Transcribe the items verbatim, starting at the line containing "point: one pixel per instance, each like <point>577,656</point>." and continuing through the final line of the items, both ends included.

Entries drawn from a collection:

_ _ _ _ _

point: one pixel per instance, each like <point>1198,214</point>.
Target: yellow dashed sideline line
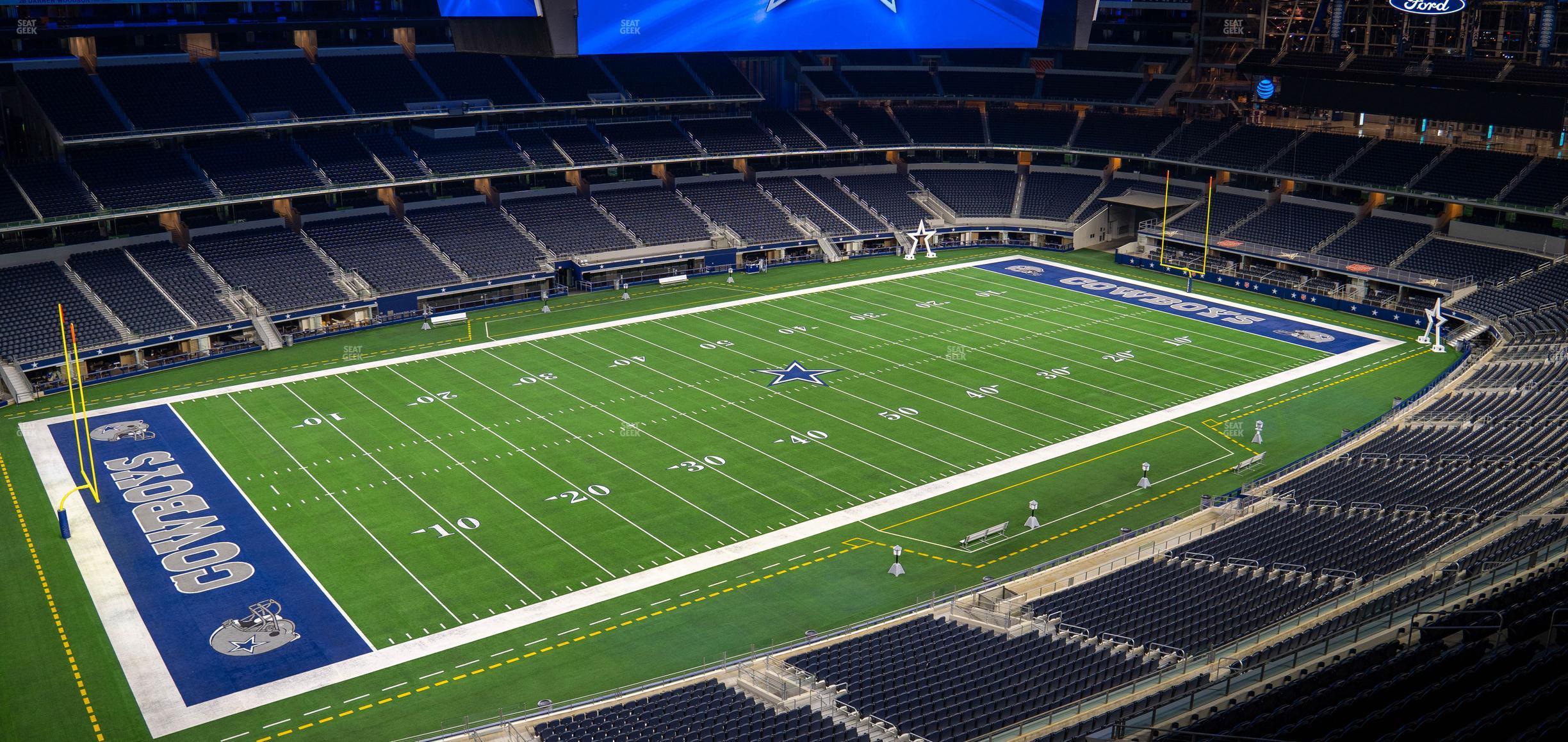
<point>1034,479</point>
<point>54,611</point>
<point>666,611</point>
<point>1070,531</point>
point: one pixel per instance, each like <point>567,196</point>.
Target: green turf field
<point>432,493</point>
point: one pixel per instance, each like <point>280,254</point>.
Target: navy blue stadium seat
<point>383,250</point>
<point>127,292</point>
<point>272,263</point>
<point>29,322</point>
<point>168,96</point>
<point>275,85</point>
<point>162,176</point>
<point>71,99</point>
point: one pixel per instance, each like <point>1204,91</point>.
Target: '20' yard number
<point>697,466</point>
<point>571,496</point>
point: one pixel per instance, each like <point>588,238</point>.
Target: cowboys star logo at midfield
<point>797,372</point>
<point>893,5</point>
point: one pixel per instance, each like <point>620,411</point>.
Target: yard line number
<point>697,466</point>
<point>427,399</point>
<point>441,531</point>
<point>317,421</point>
<point>803,438</point>
<point>573,496</point>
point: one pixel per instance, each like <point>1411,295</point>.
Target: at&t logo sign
<point>1429,7</point>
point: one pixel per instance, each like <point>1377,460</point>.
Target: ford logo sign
<point>1429,7</point>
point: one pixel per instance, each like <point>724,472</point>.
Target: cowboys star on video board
<point>762,26</point>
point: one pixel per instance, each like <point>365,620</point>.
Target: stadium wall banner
<point>1429,7</point>
<point>764,26</point>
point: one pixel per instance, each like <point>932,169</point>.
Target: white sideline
<point>165,711</point>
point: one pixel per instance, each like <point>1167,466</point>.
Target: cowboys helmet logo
<point>263,631</point>
<point>1307,334</point>
<point>135,431</point>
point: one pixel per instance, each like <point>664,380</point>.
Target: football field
<point>404,507</point>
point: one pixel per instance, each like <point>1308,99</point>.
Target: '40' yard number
<point>441,531</point>
<point>808,436</point>
<point>427,399</point>
<point>697,466</point>
<point>571,496</point>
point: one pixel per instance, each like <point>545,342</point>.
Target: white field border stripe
<point>159,698</point>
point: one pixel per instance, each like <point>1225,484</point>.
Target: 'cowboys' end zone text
<point>1262,324</point>
<point>1126,292</point>
<point>173,522</point>
<point>218,598</point>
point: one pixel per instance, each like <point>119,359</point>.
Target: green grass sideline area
<point>566,463</point>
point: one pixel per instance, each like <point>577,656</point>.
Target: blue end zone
<point>195,554</point>
<point>1214,313</point>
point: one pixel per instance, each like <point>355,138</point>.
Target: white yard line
<point>532,459</point>
<point>1061,328</point>
<point>1043,291</point>
<point>165,711</point>
<point>648,433</point>
<point>333,496</point>
<point>687,385</point>
<point>1126,309</point>
<point>1065,328</point>
<point>877,377</point>
<point>404,482</point>
<point>1114,342</point>
<point>932,355</point>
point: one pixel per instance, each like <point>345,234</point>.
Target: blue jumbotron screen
<point>488,8</point>
<point>762,26</point>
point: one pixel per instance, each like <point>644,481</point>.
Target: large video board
<point>764,26</point>
<point>490,8</point>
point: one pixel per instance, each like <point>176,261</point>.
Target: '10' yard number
<point>441,531</point>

_ _ _ _ _

» **Right answer**
point: one pixel per instance, each like <point>577,656</point>.
Target: blue end zone
<point>195,554</point>
<point>1214,313</point>
point: one pixel per instance, each like <point>355,138</point>.
Target: white yard line
<point>532,459</point>
<point>1061,328</point>
<point>1043,291</point>
<point>165,711</point>
<point>648,433</point>
<point>333,496</point>
<point>687,385</point>
<point>1126,309</point>
<point>1065,328</point>
<point>877,377</point>
<point>404,482</point>
<point>1114,342</point>
<point>932,355</point>
point: one pixel per instance, each like <point>345,234</point>.
Target: blue jumbotron screen
<point>488,8</point>
<point>762,26</point>
point: one pixel per instance, each like <point>644,481</point>.
Target: large video board
<point>764,26</point>
<point>490,8</point>
point: one pixel per instance, each like <point>176,261</point>.
Target: '10' yard number
<point>441,531</point>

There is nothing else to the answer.